◆ **OBJETIVOS**:
1. En el extracto sobre las repeticiones del saludo a María, ¿de qué libro procede la invitación "Suene tu voz perpetuamente en mi oído"?
2. Repite sin cambios el pasaje del extracto sobre el saludo a María que comienza en las palabras "Fuente de confianza" y termina después de "oído ni abandonado!".
3. Continúa el texto sobre la oración a la Virgen María a partir de su última frase.

El por qué de las repeticiones
Elevamos
tantas veces la misma salutación a María para que nuestra oración imperfecta y
débil sea sostenida por la necesaria confianza, suplicando a María que ruegue a
Dios por nosotros, como en nuestro nombre. Pues, a nuestras plegarias se añade
una mayor gracia y eficacia cuando se recomiendan por las súplicas de la Virgen
Santísima, a quien dirige de continuo el soberano Señor aquella tierna
invitación del libro de los Cantares: "Suene tu voz perpetuamente
en mi oído; porque es dulce el sonido de tu voz"[x].
Por
esto, vuelven tantas veces, enunciados por nosotros, los que son para Ella
títulos gloriosos para suplicar. Saludamos a la que ha encontrado
gracia delante de Dios, y especialmente, la que la sido llena
de gracia, cuya sobreabundancia se derrama sobre todos; a aquella con
quien el Señor está unido en la unión más intima que pueda
darse; a la bendita entre todas las mujeres que sola soportó la
maldición y trajo la bendición[xi], aquel
fruto dichoso de sus entrañas, en quien serán bendecidas todas las
naciones. La invocamos, por último, como a Madre de
Dios, y amparada con esta sublime dignidad, ¿qué no podrá alcanzar
ella para nosotros, pobres pecadores?, y ¿qué no podremos
esperar nosotros de sus ruegos en toda la vida y en la última agonía de nuestro
espíritu?
IX.
Fuente de confianza y de impetración.
Imposible
es que el hombre que con fe y fervor se dedique a estas oraciones y misterios,
no se sienta arrebatado en admiración, contemplando los designios de Dios,
realizados en la Santísima Virgen para la salvación de todos los pueblos;
imposible que no se regocije en pronta confianza de que sea recibido en su
protección y regazo maternal, repitiendo las palabras de San Bernardo: ¡Acordaos,
oh piadosísima Virgen María, que jamás se oyó decir que ninguno de cuantos han
acudido a vuestra protección, implorado vuestro socorro y pedido vuestros
auxilios haya sido des oído ni abandonado!

◆ **DATOS PROPORCIONADOS**:
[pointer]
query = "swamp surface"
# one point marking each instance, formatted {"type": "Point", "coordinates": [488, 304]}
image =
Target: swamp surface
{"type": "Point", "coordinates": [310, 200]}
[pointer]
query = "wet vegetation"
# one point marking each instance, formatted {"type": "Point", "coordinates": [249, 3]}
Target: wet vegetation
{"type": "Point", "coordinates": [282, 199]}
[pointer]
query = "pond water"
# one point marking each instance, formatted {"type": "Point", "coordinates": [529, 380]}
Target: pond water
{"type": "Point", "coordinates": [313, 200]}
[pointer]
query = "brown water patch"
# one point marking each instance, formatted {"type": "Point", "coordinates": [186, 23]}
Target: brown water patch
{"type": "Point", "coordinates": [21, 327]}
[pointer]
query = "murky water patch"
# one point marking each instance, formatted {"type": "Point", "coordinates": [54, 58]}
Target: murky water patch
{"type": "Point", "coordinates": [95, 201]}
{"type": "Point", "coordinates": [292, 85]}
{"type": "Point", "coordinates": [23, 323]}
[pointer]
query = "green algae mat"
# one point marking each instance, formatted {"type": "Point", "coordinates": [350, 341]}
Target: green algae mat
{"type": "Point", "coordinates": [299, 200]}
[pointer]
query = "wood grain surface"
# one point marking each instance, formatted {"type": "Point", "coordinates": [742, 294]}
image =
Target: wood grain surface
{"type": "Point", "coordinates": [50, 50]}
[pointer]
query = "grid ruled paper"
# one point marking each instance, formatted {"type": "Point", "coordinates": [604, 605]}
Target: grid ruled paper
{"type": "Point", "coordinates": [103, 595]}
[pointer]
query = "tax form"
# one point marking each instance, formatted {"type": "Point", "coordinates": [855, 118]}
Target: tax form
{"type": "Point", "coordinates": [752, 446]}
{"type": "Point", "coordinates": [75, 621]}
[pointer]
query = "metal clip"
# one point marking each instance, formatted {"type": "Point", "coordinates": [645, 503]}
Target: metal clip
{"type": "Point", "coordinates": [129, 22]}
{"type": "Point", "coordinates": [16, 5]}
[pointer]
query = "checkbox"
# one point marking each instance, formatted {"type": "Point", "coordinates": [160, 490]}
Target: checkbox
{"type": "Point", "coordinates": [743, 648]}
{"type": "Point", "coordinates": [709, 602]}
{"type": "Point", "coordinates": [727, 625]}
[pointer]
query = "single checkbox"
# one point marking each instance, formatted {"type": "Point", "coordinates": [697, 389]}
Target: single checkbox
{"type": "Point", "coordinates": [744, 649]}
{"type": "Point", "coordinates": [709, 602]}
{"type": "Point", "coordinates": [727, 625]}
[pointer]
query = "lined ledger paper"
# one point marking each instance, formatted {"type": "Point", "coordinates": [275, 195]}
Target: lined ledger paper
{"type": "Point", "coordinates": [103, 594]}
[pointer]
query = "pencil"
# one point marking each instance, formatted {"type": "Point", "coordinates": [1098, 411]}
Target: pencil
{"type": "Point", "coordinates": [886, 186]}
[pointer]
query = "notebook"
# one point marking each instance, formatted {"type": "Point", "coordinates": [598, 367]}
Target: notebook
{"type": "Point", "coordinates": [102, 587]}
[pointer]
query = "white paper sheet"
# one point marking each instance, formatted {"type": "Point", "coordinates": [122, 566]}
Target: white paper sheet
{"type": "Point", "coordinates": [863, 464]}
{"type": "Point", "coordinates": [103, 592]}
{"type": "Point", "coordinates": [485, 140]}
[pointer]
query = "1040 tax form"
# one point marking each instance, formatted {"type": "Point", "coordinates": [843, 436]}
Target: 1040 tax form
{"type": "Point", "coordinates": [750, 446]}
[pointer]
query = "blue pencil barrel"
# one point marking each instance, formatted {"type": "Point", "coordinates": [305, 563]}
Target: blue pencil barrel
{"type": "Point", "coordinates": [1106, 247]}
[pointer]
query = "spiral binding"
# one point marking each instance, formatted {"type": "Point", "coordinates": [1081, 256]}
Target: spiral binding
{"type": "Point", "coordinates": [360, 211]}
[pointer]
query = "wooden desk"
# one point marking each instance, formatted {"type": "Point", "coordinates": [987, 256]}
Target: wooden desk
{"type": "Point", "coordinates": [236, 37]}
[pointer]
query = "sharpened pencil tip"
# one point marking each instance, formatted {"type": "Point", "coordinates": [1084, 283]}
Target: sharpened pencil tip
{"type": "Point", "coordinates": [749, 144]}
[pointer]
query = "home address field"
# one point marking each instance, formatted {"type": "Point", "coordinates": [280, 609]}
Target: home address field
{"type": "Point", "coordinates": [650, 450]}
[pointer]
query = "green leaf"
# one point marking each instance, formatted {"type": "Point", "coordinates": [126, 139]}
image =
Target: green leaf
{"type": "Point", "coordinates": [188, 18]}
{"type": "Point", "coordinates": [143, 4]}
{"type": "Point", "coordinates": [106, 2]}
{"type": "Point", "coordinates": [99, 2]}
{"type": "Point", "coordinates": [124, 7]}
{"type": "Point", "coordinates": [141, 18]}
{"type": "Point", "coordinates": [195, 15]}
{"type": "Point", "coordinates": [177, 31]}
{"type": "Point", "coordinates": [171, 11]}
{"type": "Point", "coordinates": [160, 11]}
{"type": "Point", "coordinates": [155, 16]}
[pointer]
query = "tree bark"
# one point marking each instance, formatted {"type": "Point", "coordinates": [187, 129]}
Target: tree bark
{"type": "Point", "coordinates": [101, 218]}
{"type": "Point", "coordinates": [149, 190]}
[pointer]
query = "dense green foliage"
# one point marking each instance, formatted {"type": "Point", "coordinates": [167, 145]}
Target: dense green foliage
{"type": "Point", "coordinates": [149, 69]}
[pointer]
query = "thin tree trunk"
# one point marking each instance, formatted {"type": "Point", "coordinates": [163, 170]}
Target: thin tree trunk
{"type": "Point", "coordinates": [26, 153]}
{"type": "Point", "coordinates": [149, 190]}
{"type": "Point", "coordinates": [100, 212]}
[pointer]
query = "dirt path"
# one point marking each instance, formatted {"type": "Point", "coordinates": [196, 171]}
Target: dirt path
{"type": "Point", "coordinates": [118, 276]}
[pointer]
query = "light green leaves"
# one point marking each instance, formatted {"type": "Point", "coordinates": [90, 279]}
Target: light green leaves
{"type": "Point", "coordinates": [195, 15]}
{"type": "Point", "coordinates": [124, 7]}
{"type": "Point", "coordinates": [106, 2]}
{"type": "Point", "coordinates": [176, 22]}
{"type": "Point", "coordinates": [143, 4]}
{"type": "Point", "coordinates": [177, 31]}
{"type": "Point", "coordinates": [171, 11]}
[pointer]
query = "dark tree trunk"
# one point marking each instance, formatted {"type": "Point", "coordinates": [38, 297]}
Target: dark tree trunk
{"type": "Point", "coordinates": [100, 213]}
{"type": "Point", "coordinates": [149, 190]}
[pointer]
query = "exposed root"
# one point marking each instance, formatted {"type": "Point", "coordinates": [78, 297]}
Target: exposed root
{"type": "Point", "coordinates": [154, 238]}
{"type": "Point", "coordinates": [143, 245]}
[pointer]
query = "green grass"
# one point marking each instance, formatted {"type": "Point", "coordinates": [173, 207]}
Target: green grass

◆ **RESPUESTAS ESPERADAS**:
1. Del libro de los Cantares.

2.
Fuente de confianza y de impetración.
Imposible
es que el hombre que con fe y fervor se dedique a estas oraciones y misterios,
no se sienta arrebatado en admiración, contemplando los designios de Dios,
realizados en la Santísima Virgen para la salvación de todos los pueblos;
imposible que no se regocije en pronta confianza de que sea recibido en su
protección y regazo maternal, repitiendo las palabras de San Bernardo: ¡Acordaos,
oh piadosísima Virgen María, que jamás se oyó decir que ninguno de cuantos han
acudido a vuestra protección, implorado vuestro socorro y pedido vuestros
auxilios haya sido des oído ni abandonado!

3.
La
misma virtud que el Rosario posee para persuadir a la confianza de ser
escuchados a los que rezan, la tiene también para mover a la misericordia al
corazón de María. Le causa, sin duda, una gran alegría el vernos y oírnos
cuando, según corresponde, vamos tejiendo la corona de las honrosas peticiones
y de las más bellas alabanzas. Pues, cuando, rezando de esta manera, damos a
Dios la debida gloria y la anhelamos para Él; cuando buscamos únicamente el
cumplimiento de su deseo y voluntad; cuando exaltamos su bondad y munificencia,
dándole el nombre de Padre e implorando en nuestra indignidad, los más
preciosos dones, entonces María se complace sobremanera en ello, y,
verdaderamente, glorifica al Señor mediante nuestra piedad.
Pues, al recitar la oración dominical rezamos una oración digna.
X.
La oración dominical.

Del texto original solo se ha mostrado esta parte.